▶ [ACTIONS REQUISES]:
(A) Transcrivez l'extrait de page depuis « Les arbres qu’il » jusqu'à « qu’on désire avancer. ».
(B) Selon l'extrait de page, quelle distance minimale faut-il laisser entre les arbres lors de la plantation ?

### EXTRAIT DE PAGE ###

Secondement, il faut faire une tranchée d'une toise de largeur, en la prenant du pied du mur & de quatre pieds de profondeur, dans l’été, si cela se peut, & la laisser ainsi, ouverte deux ou trois mois, afin que le fond puisse jouir de la chaleur du soleil & de l'humidité des pluies. Au commencement de l'automne il faut remplir cette fosse de la même terre, si elle est bonne, en l'amendant encore avec du fient bien consommé, ou si elle n’est pas toute bonne, ôter celle qui est mauvaise, comme la terre argilleuse & le sable jaune ou rouge, & y en remettre d’autre apportée d’ailleurs ; car si l’on plante en mauvaise terre, ou qui ne soit point amendée, les arbres ne prennent qu’avec peine, & ils sont comme en langueur sans pouvoir profiter ; du moins ils en croissent lentement.

Les arbres qu’il y faut planter, sont ceux qui sont les plus tendres au froid : comme les abricotiers, toutes sortes de pêchers, soit venans de noyau, soit entés ou sur leur propre espèce, & sur pruniers, abricotiers & amandiers, diverses espèces de pruniers ; plusieurs sortes de poiriers, qui doivent être entés sur épines ou sur coignassiers, pour demeurer nains ; des figuiers, & les autres qui seront de même tempérament, ou qu’on désire avancer.

On les peut planter en deux faisons ; savoir, en automne & au. printems. On peut préférer l’automne, parce que la terre a encore quelque chaleur, & que les arbres ont du tems avant la rigueur de l’hiver, pour commencer à lier leurs racines avec la terre, ou au moins pour s’accommoder avec elle, afin d’en tirer aide pour se défendre contre le froid. Pour cet effet il les faut prendre dès qu’ils commencent à se dépouiller de leurs feuilles, & en les plantant les arroser une bonne fois si la terre est sèche ; & alors on peut se dispenser de les tailler, surtout s’il y a de grosses branches à ôter, parce que le grand froid survenant, & trouvant de si grandes plaies, pourroit pénétrer au-dedans, & faire mourir l’arbre, ou du moins l’incommoder grandement. Il vaut mieux attendre vers la fin de l’hiver à en retrancher ce qui est convenable. Que si l’on plante au printems, il faut planter les arbres hâtifs, comme les abricotiers & les pêchers, plutôt que les tardifs, comme poiriers & figuiers, & les tailler & couvrir la plaie de cire, de poix-résine, ou d’autre chose semhlable, afin que la chaleur ne la saisisse & ne l’empêche de se recouvrir.

Il ne les faut planter ni plus profondément que d’un pied, sur-tout en lieux froids & humides, ni plus près les uns des autres que de quinze pieds, parce qu’autrement leurs branches se toucheroient incontinent & se confonderoient, & elles ne porteroient pas tant de fruit ; l’expérience faisant connoître qu’un arbre étendu à son aise, portera plus de fruit que quatre qui s’entrepressent, & se couvrent les uns les autres.

### ENTRÉES DE DONNÉES ###

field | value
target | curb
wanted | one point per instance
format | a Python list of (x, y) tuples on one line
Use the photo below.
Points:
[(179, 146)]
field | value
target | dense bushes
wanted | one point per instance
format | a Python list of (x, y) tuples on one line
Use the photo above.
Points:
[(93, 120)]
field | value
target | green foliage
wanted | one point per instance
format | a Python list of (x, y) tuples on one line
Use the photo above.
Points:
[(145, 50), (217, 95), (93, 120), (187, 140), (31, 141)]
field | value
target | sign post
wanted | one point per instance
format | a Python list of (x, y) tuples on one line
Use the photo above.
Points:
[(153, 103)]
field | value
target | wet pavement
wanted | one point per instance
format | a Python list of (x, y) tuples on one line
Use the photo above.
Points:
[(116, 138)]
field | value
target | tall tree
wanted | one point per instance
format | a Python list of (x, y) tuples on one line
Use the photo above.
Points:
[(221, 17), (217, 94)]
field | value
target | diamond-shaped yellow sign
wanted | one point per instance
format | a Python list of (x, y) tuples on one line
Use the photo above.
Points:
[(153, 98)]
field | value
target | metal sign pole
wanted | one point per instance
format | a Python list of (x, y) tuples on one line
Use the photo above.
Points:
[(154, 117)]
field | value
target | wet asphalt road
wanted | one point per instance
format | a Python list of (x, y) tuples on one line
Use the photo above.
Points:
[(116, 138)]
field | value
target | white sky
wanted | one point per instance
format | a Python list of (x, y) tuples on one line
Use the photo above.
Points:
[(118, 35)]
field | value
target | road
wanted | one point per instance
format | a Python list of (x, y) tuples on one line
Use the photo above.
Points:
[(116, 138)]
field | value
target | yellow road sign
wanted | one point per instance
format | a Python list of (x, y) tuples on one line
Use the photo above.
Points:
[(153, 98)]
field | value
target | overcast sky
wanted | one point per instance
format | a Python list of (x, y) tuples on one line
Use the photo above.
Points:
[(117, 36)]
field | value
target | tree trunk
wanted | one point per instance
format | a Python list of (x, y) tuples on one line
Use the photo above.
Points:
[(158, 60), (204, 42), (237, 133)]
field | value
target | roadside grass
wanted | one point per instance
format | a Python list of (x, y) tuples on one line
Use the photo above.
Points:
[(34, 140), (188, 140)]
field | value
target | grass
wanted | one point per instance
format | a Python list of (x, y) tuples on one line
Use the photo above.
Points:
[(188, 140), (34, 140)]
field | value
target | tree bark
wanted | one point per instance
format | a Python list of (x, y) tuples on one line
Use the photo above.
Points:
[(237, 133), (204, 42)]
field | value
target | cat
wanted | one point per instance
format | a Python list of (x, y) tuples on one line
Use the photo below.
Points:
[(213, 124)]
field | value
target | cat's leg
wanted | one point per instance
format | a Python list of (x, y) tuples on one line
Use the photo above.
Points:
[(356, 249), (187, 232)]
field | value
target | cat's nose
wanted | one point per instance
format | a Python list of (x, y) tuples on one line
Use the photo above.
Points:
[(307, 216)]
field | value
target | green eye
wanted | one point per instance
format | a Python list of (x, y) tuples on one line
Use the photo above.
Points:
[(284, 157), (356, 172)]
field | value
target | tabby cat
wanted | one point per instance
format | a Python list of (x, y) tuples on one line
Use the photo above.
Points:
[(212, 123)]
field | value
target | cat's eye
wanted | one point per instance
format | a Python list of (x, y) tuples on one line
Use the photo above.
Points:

###

▶ [RÉSULTATS]:
(A)
Les arbres qu’il y faut planter, sont ceux qui sont les plus tendres au froid : comme les abricotiers, toutes sortes de pêchers, soit venans de noyau, soit entés ou sur leur propre espèce, & sur pruniers, abricotiers & amandiers, diverses espèces de pruniers ; plusieurs sortes de poiriers, qui doivent être entés sur épines ou sur coignassiers, pour demeurer nains ; des figuiers, & les autres qui seront de même tempérament, ou qu’on désire avancer.

(B) Il faut laisser au moins quinze pieds entre les arbres.